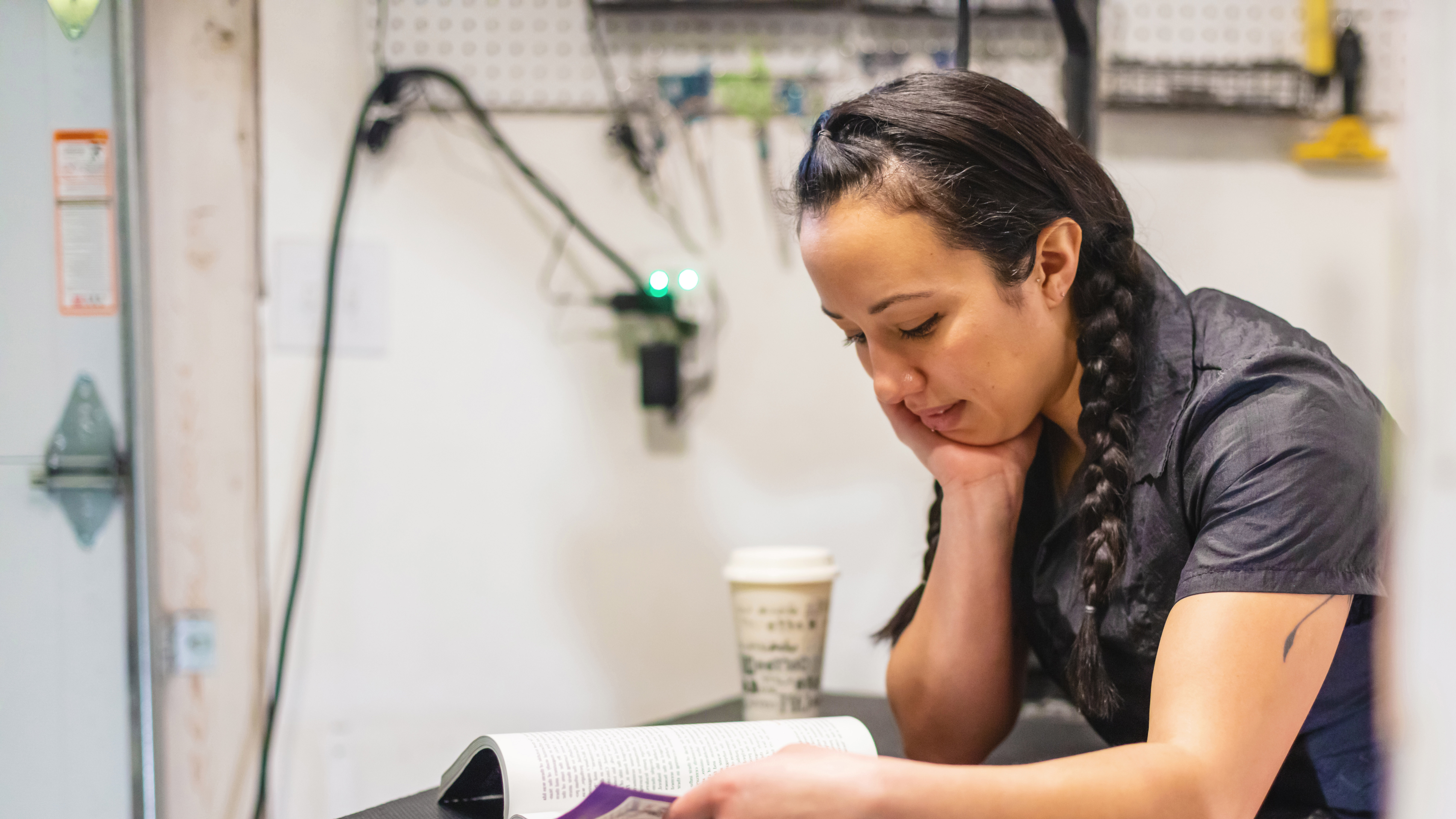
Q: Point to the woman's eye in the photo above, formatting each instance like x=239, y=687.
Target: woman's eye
x=924, y=329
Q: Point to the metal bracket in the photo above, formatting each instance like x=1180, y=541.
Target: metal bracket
x=84, y=469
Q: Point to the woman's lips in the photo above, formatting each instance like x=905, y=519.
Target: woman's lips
x=943, y=417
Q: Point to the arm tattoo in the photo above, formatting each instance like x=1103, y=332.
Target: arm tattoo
x=1289, y=642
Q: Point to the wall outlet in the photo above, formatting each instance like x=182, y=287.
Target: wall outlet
x=193, y=646
x=362, y=302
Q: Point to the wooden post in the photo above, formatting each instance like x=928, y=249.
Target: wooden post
x=200, y=171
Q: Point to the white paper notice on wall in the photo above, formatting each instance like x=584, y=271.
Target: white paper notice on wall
x=360, y=306
x=85, y=229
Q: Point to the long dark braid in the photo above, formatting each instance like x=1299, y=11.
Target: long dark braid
x=991, y=169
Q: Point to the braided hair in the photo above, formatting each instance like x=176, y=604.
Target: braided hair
x=991, y=169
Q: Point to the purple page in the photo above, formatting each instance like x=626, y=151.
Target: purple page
x=612, y=802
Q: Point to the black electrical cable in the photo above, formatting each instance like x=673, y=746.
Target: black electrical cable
x=325, y=348
x=963, y=36
x=375, y=136
x=1078, y=73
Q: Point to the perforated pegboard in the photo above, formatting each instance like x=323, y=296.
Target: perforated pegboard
x=1244, y=33
x=538, y=55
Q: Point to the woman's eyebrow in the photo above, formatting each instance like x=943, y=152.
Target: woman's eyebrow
x=884, y=303
x=880, y=306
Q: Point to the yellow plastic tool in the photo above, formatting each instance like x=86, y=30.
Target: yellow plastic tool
x=1346, y=142
x=1320, y=40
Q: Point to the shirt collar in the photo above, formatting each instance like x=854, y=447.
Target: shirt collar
x=1165, y=372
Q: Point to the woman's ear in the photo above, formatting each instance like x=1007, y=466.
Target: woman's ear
x=1058, y=251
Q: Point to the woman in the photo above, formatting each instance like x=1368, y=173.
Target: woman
x=1173, y=500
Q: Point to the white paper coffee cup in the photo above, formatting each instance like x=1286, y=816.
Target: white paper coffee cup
x=781, y=613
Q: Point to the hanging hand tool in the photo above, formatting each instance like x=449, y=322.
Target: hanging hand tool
x=1347, y=140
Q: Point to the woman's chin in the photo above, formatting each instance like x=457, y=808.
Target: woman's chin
x=973, y=437
x=981, y=436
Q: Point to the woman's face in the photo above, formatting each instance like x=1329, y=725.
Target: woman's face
x=937, y=332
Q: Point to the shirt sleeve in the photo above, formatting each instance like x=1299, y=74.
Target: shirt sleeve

#### [WRITTEN EXERCISE]
Reproduce every line between the lines holding "Q: Point to the black" and "x=781, y=613", inclusive, the items themselves included, multiplying each answer coordinate by 1.85 and rounding to a whole number, with halves rounded up. Leave the numbers in the items and in their format samples unchanged.

#### [TASK RESPONSE]
Q: Point to the black electrical cable in the photo above, formatting each instance like x=673, y=746.
Target: black electrical cable
x=601, y=644
x=1782, y=67
x=694, y=252
x=1994, y=135
Q: Point to the perforated pegboard in the photo above, formatting each instance like x=323, y=296.
Target: perforated pegboard
x=2301, y=61
x=995, y=102
Q: Point to the woman's eyebrow in the photo above, formatting each instance like x=943, y=152.
Target: woman's eyebrow
x=1635, y=561
x=1628, y=566
Q: Point to the yellow plastic tool in the photo above, formatting each instance like x=86, y=30.
Target: yellow plastic tool
x=2490, y=263
x=2442, y=74
Q: Point to the shirt collar in the photo above, formatting each instance like x=854, y=447.
Target: shirt collar
x=2155, y=688
Q: Point to the woman's ear in the photo above, formatting each instance like x=1007, y=466.
Target: woman's ear
x=1957, y=464
Q: Point to the woman in the photo above, formatting each instance like x=1368, y=173.
Target: woman
x=2170, y=925
Q: Point to the white paper coffee cup in the photo above, formatting each instance like x=1286, y=816.
Target: white paper coffee cup
x=1445, y=1134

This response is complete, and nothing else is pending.